REQUIREMENTS
Print all of the lines exactly. Any picture among them stays out.

SOURCE DATA
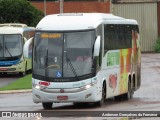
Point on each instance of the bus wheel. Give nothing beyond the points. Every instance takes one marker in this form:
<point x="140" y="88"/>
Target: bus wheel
<point x="129" y="94"/>
<point x="101" y="102"/>
<point x="47" y="105"/>
<point x="24" y="72"/>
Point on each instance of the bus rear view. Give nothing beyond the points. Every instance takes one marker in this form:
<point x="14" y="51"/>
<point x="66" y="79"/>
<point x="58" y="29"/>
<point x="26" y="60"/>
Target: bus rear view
<point x="68" y="59"/>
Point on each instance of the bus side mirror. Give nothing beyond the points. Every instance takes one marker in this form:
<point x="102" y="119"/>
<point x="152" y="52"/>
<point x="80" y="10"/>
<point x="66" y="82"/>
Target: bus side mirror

SOLUTION TO THE PROBLEM
Point on each instance of the bus wheel. Give nothing beyond the points. Every instance takes one marker in this form:
<point x="140" y="88"/>
Target: bus wheel
<point x="129" y="94"/>
<point x="101" y="102"/>
<point x="47" y="105"/>
<point x="24" y="72"/>
Point on each instance of the bus rear view. Give nothing beyond the points. Every instance takes one marker in this form:
<point x="14" y="51"/>
<point x="66" y="79"/>
<point x="58" y="29"/>
<point x="26" y="60"/>
Target: bus rear view
<point x="68" y="59"/>
Point on each instance of the bus side mirror. Give nothing beyond the points. Every instance takes one marker in this form:
<point x="102" y="119"/>
<point x="152" y="52"/>
<point x="80" y="10"/>
<point x="66" y="82"/>
Target: bus side mirror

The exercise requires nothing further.